▸ TASK:
Reproduce everything in the records word for word, from their very beginning down to and including the line that contains "<point>321,258</point>". Leave the pictures out.

▸ STORED RECORDS:
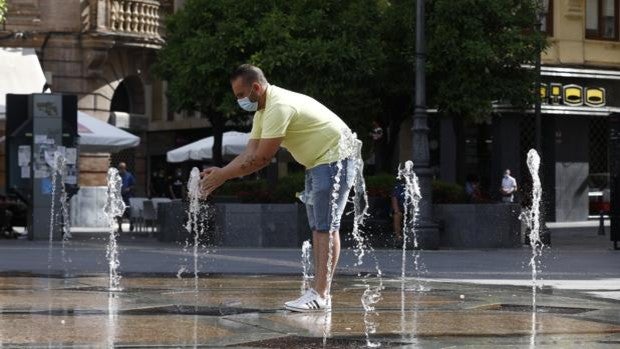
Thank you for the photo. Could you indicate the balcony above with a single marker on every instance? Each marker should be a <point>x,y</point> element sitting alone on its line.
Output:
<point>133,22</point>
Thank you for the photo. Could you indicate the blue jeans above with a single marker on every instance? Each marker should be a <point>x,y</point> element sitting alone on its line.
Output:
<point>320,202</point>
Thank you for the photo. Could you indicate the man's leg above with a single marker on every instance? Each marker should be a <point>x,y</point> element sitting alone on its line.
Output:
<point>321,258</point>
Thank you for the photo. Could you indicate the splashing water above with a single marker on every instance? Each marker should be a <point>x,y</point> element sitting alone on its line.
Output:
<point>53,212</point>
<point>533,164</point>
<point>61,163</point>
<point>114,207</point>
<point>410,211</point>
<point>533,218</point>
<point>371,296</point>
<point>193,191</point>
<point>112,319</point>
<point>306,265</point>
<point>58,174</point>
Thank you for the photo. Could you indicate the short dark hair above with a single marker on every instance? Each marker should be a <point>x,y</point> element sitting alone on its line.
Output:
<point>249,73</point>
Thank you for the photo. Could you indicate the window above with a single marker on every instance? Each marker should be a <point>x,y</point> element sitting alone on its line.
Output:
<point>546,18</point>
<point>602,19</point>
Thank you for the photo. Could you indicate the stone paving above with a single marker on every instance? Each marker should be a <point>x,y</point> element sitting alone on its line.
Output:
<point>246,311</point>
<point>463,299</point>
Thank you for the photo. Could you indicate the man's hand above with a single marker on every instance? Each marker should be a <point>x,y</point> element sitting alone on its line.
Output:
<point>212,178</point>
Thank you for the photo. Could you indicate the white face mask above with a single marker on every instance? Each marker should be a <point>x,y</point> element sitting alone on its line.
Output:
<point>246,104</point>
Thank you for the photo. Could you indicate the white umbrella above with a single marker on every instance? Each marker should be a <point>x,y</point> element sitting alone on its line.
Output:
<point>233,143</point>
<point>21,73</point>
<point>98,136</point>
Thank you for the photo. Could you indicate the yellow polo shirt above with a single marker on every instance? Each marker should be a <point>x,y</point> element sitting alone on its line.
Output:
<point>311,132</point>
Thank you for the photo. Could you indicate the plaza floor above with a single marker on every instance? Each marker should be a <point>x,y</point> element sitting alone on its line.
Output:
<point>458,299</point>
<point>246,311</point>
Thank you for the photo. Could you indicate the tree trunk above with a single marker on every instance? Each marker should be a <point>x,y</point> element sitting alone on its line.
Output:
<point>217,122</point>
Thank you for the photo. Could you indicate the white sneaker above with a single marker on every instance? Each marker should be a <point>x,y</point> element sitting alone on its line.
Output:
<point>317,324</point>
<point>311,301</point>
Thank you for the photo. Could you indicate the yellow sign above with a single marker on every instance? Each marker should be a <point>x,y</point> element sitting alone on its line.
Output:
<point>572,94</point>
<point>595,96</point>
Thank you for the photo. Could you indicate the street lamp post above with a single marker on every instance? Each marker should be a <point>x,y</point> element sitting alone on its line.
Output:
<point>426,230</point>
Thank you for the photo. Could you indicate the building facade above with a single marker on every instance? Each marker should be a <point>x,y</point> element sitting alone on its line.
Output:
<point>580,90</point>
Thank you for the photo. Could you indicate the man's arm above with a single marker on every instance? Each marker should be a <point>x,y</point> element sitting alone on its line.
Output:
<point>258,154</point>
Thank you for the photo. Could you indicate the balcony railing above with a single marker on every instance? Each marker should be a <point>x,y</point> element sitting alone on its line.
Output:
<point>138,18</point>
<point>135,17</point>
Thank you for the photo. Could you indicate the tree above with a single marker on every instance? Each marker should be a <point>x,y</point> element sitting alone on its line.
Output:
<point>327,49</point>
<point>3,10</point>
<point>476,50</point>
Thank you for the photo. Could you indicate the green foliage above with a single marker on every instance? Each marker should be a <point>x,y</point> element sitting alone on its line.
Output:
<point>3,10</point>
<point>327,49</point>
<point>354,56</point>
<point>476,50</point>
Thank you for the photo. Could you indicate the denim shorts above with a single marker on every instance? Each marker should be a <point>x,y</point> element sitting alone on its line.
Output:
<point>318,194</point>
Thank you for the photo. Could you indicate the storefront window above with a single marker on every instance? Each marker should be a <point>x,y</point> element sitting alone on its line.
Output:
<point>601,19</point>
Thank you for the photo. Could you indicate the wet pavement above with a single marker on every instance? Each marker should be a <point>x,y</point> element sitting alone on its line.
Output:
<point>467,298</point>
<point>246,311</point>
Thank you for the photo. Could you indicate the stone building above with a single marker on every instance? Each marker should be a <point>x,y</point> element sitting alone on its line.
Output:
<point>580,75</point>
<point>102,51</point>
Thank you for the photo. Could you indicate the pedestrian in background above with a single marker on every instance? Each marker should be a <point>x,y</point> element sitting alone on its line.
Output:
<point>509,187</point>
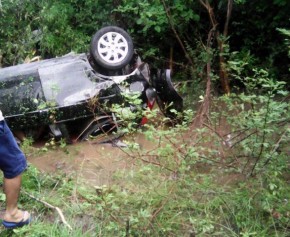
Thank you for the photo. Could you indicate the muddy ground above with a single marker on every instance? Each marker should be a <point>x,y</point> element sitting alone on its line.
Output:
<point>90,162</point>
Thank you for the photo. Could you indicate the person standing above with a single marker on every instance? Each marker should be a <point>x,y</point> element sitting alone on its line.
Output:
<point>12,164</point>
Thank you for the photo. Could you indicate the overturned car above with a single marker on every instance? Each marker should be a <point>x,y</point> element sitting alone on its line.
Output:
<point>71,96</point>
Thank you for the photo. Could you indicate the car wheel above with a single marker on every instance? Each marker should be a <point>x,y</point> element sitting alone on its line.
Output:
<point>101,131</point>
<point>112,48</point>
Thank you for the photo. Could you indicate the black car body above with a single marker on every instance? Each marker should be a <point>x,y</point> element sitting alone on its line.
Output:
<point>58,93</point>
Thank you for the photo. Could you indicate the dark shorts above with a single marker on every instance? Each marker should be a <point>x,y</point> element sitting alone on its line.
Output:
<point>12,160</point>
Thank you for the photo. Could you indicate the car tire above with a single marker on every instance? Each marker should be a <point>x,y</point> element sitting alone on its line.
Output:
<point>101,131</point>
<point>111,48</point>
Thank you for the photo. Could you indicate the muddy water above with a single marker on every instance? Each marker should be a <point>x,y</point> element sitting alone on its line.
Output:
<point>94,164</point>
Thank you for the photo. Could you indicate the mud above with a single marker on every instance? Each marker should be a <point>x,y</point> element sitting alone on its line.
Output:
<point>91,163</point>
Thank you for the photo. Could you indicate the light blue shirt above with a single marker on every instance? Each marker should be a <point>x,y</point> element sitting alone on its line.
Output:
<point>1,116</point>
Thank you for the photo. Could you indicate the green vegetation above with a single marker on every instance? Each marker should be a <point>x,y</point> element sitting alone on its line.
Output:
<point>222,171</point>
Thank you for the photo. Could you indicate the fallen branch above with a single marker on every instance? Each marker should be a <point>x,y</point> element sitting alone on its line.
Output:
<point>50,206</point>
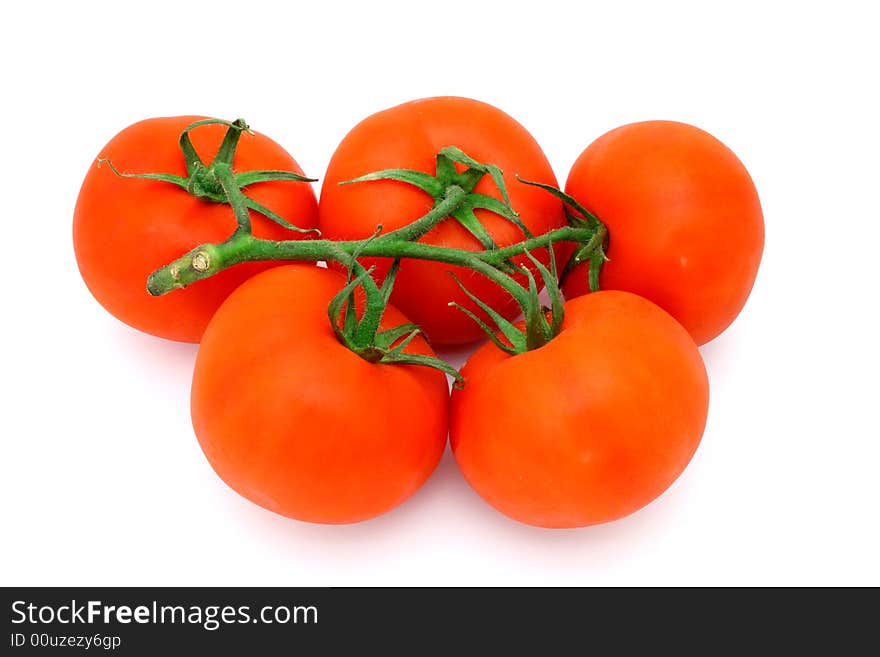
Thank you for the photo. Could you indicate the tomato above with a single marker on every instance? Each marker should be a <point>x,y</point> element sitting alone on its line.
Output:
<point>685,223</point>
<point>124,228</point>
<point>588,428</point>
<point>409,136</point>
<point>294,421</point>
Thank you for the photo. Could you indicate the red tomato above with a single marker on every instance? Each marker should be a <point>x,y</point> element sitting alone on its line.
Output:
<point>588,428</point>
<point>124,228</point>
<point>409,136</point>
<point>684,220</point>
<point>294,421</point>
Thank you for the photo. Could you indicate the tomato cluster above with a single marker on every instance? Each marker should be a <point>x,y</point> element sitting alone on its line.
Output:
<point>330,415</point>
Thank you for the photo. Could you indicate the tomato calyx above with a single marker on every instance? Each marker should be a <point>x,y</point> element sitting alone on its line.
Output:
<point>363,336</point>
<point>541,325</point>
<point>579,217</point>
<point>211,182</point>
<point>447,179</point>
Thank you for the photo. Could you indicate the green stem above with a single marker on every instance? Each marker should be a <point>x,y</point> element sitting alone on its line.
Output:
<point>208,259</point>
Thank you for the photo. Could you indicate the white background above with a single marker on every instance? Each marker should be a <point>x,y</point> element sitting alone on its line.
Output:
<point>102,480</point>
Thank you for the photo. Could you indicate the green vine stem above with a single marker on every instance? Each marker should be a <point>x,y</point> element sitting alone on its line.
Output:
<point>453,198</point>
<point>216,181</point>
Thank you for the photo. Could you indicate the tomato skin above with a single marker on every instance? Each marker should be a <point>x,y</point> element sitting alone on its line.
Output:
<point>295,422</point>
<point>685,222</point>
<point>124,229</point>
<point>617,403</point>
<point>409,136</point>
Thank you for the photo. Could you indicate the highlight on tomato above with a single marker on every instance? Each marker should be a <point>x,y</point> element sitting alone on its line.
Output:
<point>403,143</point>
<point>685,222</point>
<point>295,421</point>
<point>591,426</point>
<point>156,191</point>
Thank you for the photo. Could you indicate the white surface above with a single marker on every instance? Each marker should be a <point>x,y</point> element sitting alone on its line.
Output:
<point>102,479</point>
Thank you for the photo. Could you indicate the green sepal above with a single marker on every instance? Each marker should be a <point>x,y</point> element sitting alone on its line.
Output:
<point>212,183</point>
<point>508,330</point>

▸ SOLUTION TO THIS TASK:
Thank you for the photo. Could you indicate the balcony above with a single marker on every instance? Each marker should be a <point>x,y</point> element sitting alone on its line.
Output:
<point>133,22</point>
Thank you for the photo. Could you indicate the blue jeans above with a single marker on every instance? Each marker should be a <point>x,y</point> element sitting alone on its line.
Output:
<point>320,202</point>
Thank you for the photo. Could you indicate the man's leg above with a single marker on every instance? Each marker should be a <point>x,y</point> element sitting alone on its line.
Output:
<point>321,258</point>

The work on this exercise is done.